• Object location annotation data:
** Begin **

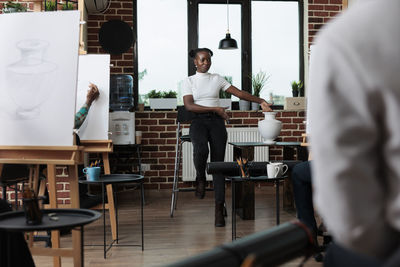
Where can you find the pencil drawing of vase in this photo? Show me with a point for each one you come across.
(30, 80)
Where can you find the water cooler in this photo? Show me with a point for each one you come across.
(121, 121)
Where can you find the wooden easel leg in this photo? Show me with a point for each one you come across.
(74, 186)
(55, 235)
(110, 197)
(35, 179)
(76, 246)
(74, 194)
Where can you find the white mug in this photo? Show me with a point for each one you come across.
(272, 170)
(283, 168)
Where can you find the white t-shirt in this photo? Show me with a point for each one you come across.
(205, 88)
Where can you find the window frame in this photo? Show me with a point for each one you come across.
(193, 37)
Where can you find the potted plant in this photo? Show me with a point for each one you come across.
(67, 6)
(258, 81)
(51, 6)
(11, 7)
(224, 97)
(162, 100)
(297, 88)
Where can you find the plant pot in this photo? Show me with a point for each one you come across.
(140, 107)
(225, 102)
(163, 103)
(269, 128)
(255, 106)
(244, 105)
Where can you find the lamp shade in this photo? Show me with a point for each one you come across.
(227, 43)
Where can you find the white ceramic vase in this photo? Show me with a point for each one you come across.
(269, 128)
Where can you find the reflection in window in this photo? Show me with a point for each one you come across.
(212, 29)
(275, 46)
(162, 45)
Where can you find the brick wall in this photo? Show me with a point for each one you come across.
(159, 127)
(319, 13)
(159, 139)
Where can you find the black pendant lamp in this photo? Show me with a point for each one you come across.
(227, 43)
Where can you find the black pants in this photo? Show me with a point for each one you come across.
(302, 188)
(209, 128)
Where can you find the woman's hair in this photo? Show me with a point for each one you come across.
(193, 52)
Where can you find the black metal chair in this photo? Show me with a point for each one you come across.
(183, 116)
(11, 176)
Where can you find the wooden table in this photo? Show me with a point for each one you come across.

** End **

• Problem description: Images in the records should not be copied. Repeat all the rest exactly.

• Exercise solution:
Where can you find the pencil drawing of vase in this photo? Show me with a point for each one you come across.
(30, 80)
Where can you find the water cooler in this photo? Show me with a point for each one you come across.
(121, 121)
Where can you find the wooden easel leg in this photo? Show me with a point for each one you come across.
(74, 186)
(55, 235)
(110, 197)
(35, 179)
(76, 246)
(74, 194)
Where can you find the white mug in this photo? Show me with a point for each one you come across.
(272, 170)
(283, 168)
Where can you find the white t-shirt in this photo? Show me with a point for each one you come across.
(205, 88)
Where can you find the window frame in this photo? Show me with a point for each one you come across.
(193, 37)
Where can you find the potted plant in this photo? Show me with a point for each one you come across.
(67, 6)
(258, 81)
(51, 6)
(11, 7)
(224, 97)
(162, 100)
(297, 88)
Where can you find the plant pot in this photo? Show me with a point for each one you come across.
(140, 107)
(225, 102)
(163, 103)
(269, 128)
(255, 106)
(244, 105)
Where can you find the lamp shade in this photo? Show me with a point for each one you come across.
(227, 43)
Where can you find the white ceramic vase in this photo? Show me with a point for each one you come across.
(269, 128)
Where can you find the reflection in window in this photo? Show me with a point for each one you come across.
(212, 29)
(275, 46)
(162, 45)
Where can you find the brick wall in this photo? Show me with a point for each one you come across.
(159, 127)
(319, 13)
(159, 139)
Where can you find the black pendant lamp in this photo? Show me with a point for each one you come across.
(227, 43)
Where can you find the black pants in this photo? Show me with a point for each one you come across.
(302, 188)
(209, 128)
Where can you find the woman's hair in this photo? Show me with a point for each one you come across.
(193, 52)
Where can you find the black metal chair in this photo? Show me with a point for each one you come across.
(183, 116)
(11, 176)
Where can you find the wooden table in this photo? Show me with a point for each one you come across.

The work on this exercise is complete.